### What needs to be done
Nothing more is wanted than an exact repeat of the data below.

──────────────────────────────

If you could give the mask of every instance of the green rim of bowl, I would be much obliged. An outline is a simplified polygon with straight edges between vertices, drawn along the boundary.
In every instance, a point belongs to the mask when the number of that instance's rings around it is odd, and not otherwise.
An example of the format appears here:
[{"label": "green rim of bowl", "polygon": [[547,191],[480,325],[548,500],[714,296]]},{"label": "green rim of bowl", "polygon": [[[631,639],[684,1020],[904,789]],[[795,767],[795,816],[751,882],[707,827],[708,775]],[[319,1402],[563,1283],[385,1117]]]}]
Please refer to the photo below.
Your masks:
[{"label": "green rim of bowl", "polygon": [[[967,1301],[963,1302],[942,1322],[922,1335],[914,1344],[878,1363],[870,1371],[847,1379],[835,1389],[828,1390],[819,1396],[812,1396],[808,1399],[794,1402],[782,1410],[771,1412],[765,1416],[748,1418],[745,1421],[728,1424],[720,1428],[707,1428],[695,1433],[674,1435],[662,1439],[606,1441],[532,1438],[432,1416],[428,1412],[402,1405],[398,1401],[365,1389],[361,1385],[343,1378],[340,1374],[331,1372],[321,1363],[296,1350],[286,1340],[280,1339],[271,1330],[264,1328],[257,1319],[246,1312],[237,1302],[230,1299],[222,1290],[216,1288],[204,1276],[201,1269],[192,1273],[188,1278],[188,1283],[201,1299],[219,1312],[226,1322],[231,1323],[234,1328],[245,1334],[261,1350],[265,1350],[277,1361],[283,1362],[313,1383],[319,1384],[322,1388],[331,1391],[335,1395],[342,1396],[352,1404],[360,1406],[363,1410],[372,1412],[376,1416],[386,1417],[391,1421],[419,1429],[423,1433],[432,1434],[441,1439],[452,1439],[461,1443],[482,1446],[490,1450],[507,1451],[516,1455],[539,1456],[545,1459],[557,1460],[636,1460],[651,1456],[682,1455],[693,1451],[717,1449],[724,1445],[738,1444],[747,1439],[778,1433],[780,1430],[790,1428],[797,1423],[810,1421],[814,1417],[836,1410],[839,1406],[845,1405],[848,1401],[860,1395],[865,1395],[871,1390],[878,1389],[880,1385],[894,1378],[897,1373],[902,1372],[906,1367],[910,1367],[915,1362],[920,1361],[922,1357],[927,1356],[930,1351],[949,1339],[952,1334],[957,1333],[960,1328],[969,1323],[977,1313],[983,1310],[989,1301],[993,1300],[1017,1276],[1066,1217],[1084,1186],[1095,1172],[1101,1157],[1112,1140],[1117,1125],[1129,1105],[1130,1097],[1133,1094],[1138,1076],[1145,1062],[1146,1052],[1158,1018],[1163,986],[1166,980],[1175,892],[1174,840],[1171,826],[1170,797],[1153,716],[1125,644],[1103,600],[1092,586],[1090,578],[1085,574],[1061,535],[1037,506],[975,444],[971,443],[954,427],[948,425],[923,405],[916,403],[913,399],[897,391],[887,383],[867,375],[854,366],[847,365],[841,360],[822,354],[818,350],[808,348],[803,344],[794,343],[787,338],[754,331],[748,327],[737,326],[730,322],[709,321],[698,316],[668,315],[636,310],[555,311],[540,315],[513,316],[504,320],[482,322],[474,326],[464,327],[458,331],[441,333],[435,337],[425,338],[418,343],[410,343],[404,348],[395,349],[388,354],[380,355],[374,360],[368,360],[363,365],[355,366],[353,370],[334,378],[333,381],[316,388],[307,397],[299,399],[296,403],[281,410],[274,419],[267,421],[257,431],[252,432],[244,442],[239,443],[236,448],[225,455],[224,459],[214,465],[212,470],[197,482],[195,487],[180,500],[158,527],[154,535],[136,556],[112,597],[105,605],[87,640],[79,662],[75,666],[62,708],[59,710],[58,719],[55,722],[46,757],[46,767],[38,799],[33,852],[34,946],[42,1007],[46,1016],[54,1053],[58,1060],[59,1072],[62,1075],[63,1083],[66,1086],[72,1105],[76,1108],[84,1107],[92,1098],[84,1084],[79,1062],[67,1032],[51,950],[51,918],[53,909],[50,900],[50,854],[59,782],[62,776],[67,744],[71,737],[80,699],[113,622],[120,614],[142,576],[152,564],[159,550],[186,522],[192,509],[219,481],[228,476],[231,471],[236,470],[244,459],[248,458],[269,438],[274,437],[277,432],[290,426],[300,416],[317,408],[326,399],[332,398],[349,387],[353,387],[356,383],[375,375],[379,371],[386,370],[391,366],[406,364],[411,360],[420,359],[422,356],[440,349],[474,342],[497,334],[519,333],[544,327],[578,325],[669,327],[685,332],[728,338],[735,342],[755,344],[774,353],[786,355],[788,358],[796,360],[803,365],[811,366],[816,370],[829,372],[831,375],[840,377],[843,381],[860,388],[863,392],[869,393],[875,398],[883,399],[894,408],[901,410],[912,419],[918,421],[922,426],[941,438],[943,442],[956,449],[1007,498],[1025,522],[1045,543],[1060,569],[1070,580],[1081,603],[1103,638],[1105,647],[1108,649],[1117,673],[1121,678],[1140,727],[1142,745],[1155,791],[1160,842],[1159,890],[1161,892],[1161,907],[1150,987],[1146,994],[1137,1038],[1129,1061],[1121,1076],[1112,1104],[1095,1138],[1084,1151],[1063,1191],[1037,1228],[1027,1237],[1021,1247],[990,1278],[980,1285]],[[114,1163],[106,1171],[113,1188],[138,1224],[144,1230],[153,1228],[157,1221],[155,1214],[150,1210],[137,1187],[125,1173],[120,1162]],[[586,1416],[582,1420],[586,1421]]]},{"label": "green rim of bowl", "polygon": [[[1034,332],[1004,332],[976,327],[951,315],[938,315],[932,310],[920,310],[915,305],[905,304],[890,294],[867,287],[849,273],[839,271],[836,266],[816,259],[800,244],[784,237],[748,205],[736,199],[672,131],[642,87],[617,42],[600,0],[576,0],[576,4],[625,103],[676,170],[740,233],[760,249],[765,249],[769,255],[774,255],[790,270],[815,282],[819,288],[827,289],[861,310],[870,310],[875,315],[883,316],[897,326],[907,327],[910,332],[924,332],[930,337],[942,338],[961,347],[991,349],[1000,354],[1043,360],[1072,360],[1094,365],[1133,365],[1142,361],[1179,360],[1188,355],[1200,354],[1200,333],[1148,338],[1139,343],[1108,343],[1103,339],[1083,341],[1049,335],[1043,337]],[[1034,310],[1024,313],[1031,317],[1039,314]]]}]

──────────────────────────────

### Result of the task
If you could give the mask of every instance of the green rim of bowl, I would be much obliged. An outline is a simplified polygon with straight edges between vertices, drawn along the boundary.
In every instance, a point belongs to the mask when the number of that instance's rings around it is odd, and not otherwise.
An example of the format appears here:
[{"label": "green rim of bowl", "polygon": [[547,191],[480,325],[548,500],[714,296]]},{"label": "green rim of bowl", "polygon": [[[631,639],[684,1020],[904,789]],[[795,767],[795,816],[751,882],[707,827],[708,775]],[[319,1402],[563,1283],[385,1117]]]}]
Please refer to the photo below.
Your masks:
[{"label": "green rim of bowl", "polygon": [[[967,1301],[963,1302],[942,1322],[922,1335],[914,1344],[878,1363],[870,1371],[847,1379],[835,1389],[828,1390],[819,1396],[812,1396],[808,1399],[794,1402],[782,1410],[771,1412],[765,1416],[748,1418],[745,1421],[728,1424],[720,1428],[707,1428],[695,1433],[674,1435],[662,1439],[606,1441],[532,1438],[432,1416],[428,1412],[402,1405],[398,1401],[365,1389],[361,1385],[343,1378],[340,1374],[331,1372],[321,1363],[296,1350],[286,1340],[280,1339],[271,1330],[264,1328],[257,1319],[246,1312],[237,1302],[230,1299],[222,1290],[216,1288],[204,1276],[201,1269],[192,1273],[188,1278],[188,1283],[201,1299],[219,1312],[226,1322],[231,1323],[234,1328],[245,1334],[261,1350],[265,1350],[277,1361],[283,1362],[313,1383],[319,1384],[322,1388],[331,1391],[335,1395],[342,1396],[352,1404],[360,1406],[363,1410],[372,1412],[376,1416],[386,1417],[391,1421],[419,1429],[423,1433],[432,1434],[441,1439],[452,1439],[461,1443],[482,1446],[490,1450],[507,1451],[516,1455],[539,1456],[545,1459],[557,1460],[636,1460],[651,1456],[682,1455],[693,1451],[717,1449],[724,1445],[738,1444],[747,1439],[778,1433],[780,1430],[790,1428],[797,1423],[810,1421],[814,1417],[836,1410],[839,1406],[845,1405],[848,1401],[860,1395],[865,1395],[871,1390],[878,1389],[880,1385],[894,1378],[897,1373],[902,1372],[906,1367],[910,1367],[915,1362],[920,1361],[922,1357],[927,1356],[930,1351],[949,1339],[952,1334],[957,1333],[960,1328],[969,1323],[977,1313],[983,1310],[989,1301],[993,1300],[1017,1276],[1066,1217],[1084,1186],[1095,1172],[1101,1157],[1112,1140],[1117,1125],[1129,1105],[1130,1097],[1133,1094],[1138,1076],[1145,1062],[1146,1052],[1158,1018],[1163,986],[1166,980],[1175,892],[1174,840],[1171,826],[1170,797],[1153,716],[1125,644],[1103,600],[1092,586],[1090,578],[1085,574],[1061,535],[1037,506],[975,444],[971,443],[954,427],[948,425],[923,405],[916,403],[913,399],[897,391],[887,383],[867,375],[854,366],[847,365],[841,360],[822,354],[818,350],[808,348],[803,344],[794,343],[787,338],[754,331],[748,327],[737,326],[730,322],[709,321],[698,316],[668,315],[636,310],[555,311],[540,315],[513,316],[504,320],[482,322],[474,326],[464,327],[458,331],[441,333],[435,337],[425,338],[418,343],[410,343],[404,348],[395,349],[388,354],[380,355],[374,360],[368,360],[363,365],[355,366],[353,370],[334,378],[333,381],[316,388],[307,397],[299,399],[296,403],[281,410],[274,419],[267,421],[257,431],[252,432],[244,442],[239,443],[236,448],[225,455],[224,459],[214,465],[212,470],[197,482],[195,487],[180,500],[158,527],[154,535],[136,556],[112,597],[105,605],[87,640],[79,662],[75,666],[62,708],[59,710],[58,719],[55,722],[46,757],[46,767],[38,799],[33,852],[34,946],[42,1007],[46,1016],[54,1053],[58,1060],[59,1072],[62,1075],[63,1083],[66,1086],[72,1105],[76,1108],[84,1107],[92,1098],[84,1084],[79,1062],[67,1032],[51,950],[51,918],[53,909],[50,900],[50,854],[59,782],[62,776],[67,744],[71,737],[80,699],[113,622],[120,614],[142,576],[152,564],[159,550],[186,522],[192,509],[219,481],[228,476],[231,471],[236,470],[244,459],[248,458],[269,438],[274,437],[277,432],[290,426],[300,416],[317,408],[326,399],[332,398],[349,387],[353,387],[356,383],[375,375],[379,371],[386,370],[391,366],[406,364],[411,360],[420,359],[422,356],[440,349],[474,342],[497,334],[519,333],[544,327],[578,325],[669,327],[685,332],[728,338],[735,342],[755,344],[774,353],[786,355],[788,358],[796,360],[803,365],[811,366],[816,370],[829,372],[831,375],[840,377],[843,381],[860,388],[863,392],[869,393],[875,398],[883,399],[894,408],[901,410],[912,419],[918,421],[922,426],[941,438],[943,442],[956,449],[1007,498],[1025,522],[1045,543],[1060,569],[1070,580],[1081,603],[1103,638],[1105,647],[1108,649],[1117,673],[1121,678],[1140,727],[1142,745],[1155,791],[1160,842],[1159,890],[1161,892],[1161,907],[1150,987],[1146,994],[1137,1038],[1129,1061],[1121,1076],[1112,1104],[1095,1138],[1084,1151],[1063,1191],[1037,1228],[1027,1237],[1021,1247],[990,1278],[980,1285]],[[114,1163],[106,1171],[113,1188],[138,1224],[144,1230],[153,1228],[157,1221],[155,1214],[150,1210],[137,1187],[125,1173],[120,1162]],[[586,1416],[582,1420],[586,1421]]]},{"label": "green rim of bowl", "polygon": [[[1034,332],[1004,332],[976,327],[951,315],[938,315],[932,310],[920,310],[915,305],[905,304],[890,294],[867,287],[849,273],[839,271],[836,266],[816,259],[800,244],[784,237],[748,205],[736,199],[672,131],[642,87],[617,42],[600,0],[576,0],[576,4],[625,103],[676,170],[740,233],[760,249],[765,249],[769,255],[774,255],[790,270],[815,282],[819,288],[827,289],[861,310],[870,310],[875,315],[883,316],[897,326],[907,327],[910,332],[924,332],[930,337],[942,338],[961,347],[991,349],[1000,354],[1043,360],[1072,360],[1094,365],[1133,365],[1142,361],[1179,360],[1188,355],[1200,354],[1200,333],[1148,338],[1139,343],[1108,343],[1103,339],[1083,341],[1049,335],[1043,337]],[[1034,310],[1024,313],[1031,317],[1039,314]]]}]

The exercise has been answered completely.